*** Opening of Input records ***
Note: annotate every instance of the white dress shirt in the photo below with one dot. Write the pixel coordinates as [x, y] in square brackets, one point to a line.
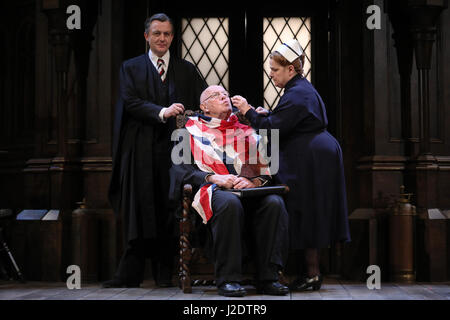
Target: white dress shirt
[154, 59]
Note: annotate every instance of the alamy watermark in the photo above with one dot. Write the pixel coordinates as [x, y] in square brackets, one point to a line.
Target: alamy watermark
[74, 280]
[374, 280]
[254, 153]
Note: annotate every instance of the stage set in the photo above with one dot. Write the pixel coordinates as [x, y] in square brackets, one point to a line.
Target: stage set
[381, 68]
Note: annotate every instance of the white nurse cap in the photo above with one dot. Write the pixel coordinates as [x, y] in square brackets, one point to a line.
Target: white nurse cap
[290, 49]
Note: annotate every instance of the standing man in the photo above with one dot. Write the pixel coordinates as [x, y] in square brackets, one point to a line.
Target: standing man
[154, 88]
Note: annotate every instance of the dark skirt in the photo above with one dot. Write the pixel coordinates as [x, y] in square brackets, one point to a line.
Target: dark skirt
[317, 201]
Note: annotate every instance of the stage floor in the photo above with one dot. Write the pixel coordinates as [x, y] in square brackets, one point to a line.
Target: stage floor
[332, 289]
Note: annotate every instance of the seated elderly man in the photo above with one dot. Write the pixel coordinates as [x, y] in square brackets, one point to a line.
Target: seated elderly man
[220, 148]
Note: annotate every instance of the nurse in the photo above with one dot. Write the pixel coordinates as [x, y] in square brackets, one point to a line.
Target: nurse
[310, 162]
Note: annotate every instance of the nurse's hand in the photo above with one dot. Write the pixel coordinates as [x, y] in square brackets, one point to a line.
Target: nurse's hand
[241, 103]
[262, 111]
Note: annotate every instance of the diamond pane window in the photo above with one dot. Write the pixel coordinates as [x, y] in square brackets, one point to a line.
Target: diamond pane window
[205, 43]
[275, 32]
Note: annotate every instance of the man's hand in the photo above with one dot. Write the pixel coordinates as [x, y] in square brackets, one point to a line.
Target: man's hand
[173, 110]
[241, 103]
[223, 180]
[243, 183]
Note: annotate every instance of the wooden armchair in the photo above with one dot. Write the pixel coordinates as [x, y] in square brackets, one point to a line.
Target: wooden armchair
[188, 254]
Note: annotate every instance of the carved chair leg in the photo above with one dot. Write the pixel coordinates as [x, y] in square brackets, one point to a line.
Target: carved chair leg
[185, 246]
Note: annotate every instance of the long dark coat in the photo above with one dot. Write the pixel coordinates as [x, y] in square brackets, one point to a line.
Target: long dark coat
[139, 185]
[310, 164]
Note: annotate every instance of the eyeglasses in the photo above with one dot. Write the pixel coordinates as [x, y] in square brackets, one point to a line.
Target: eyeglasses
[215, 95]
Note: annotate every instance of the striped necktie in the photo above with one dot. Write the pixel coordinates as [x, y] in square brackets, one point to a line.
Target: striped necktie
[161, 69]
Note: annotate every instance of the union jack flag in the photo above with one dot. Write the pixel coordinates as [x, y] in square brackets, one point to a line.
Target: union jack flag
[223, 147]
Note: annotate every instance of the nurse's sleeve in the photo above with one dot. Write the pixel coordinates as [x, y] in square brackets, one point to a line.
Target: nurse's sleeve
[286, 118]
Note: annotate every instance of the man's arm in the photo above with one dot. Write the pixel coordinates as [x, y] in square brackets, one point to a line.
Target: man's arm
*** Close of Input records ***
Please give the entries again word for word, without any pictures.

## Response
Note: annotate every instance of the white dress shirt in the photo below with one dot. Write the pixel coordinates as [x, y] in square brackets, one point to a line.
Target: white dress shirt
[154, 59]
Note: annotate every instance of the alamy watermark in the photo above with one dot. Write the pixel coordinates as [x, y] in square brackets, one point to a line.
Target: alamy watermark
[74, 280]
[374, 280]
[254, 153]
Note: annotate every instance of the stage set in the photo above with one dot. Write the pixel coordinates as [x, y] in square brackets, one point to a line.
Target: stage set
[381, 68]
Note: annotate every instance of the white nurse cap in the photo above with one dot. Write the pixel coordinates as [x, y] in square brackets, one point to a line.
Target: white nurse cap
[290, 49]
Note: annotate every instance of the standing man in the photo above with one dot. Write the pixel coordinates as [x, y] in square brackets, one point to a line.
Target: standing man
[154, 88]
Note: annotate every instance of the dark skirt in the photo above with one dot. Write the pixel coordinates as [x, y] in square brackets, one point to a line.
Target: dark skirt
[317, 201]
Note: annotate every instance of the stage floor in the photo above with one dot. Write the pixel coordinates as [x, y] in square brackets, one point to a line.
Target: stage floor
[332, 289]
Note: annotate every instance of the seated elderly man in the photo above with one dot. Write the pixel coordinates as [x, y] in square brackets, one point to a line.
Target: seated elderly man
[220, 148]
Note: annotate every instance of the nurse in the photo above with one dot. Write the pixel coordinates as [x, y] in square brackets, one point to a line.
Target: nurse
[310, 162]
Note: annotate every instance of the nurse's hand in the photo above with one dot. Write the pixel coordinates as [x, y] in square brackets, one point to a line.
Target: nurse's hand
[241, 103]
[262, 111]
Note: annotate every instance of the diamond pane window in the photo above with one dot. Write the pixel coordinates as [x, y] in square brackets, one point to a line.
Target: diamond pane window
[205, 43]
[275, 32]
Note: annotate every instance of the man's hand in the photo above with one dot. Write the pixel coordinates as [x, y] in square brackets, one point to a line.
Target: man's hand
[173, 110]
[241, 103]
[223, 180]
[243, 183]
Note: annotate every instance of the wooden armchair in the photo above with one dot. Write the pixel coordinates as [x, y] in square brackets, one point to a line.
Target: wooden armchair
[188, 254]
Note: annotate every instance of the carved chair leg in the photo above with one dot. Write the pixel coordinates as [x, y] in square brackets, one point to a line.
Target: carved chair leg
[185, 246]
Note: annotate every instance of the long dark coat in the photo above with one dot. Write the pixel coordinates as [x, y] in square brackets, one point to a line.
Target: long dark coat
[139, 185]
[310, 164]
Note: annotate every instance of the eyeglasses in the photo above with one dot. Write the pixel coordinates as [x, y] in square brackets, one point to a line.
Target: eyeglasses
[215, 95]
Note: annotate every instance of the striped necktie in the photo above with one dot. Write the pixel coordinates as [x, y] in square brackets, one point to a line.
Target: striped necktie
[161, 69]
Note: annotate every instance of the union jack flag in the photo above with one dot. Write the pixel coordinates as [x, y] in square brackets, one point to a line.
Target: union jack flag
[223, 147]
Note: annotate every instance of the nurse's sleeve in the photo above with one dot. Write the pixel coordinates as [x, y] in square brackets, one point to a line.
Target: nurse's sleeve
[286, 118]
Note: annotate every instance of the man's arm in the photo above with one dot. Write the pixel coordinates as [x, y] in square brackets, one point to a line.
Target: man's arm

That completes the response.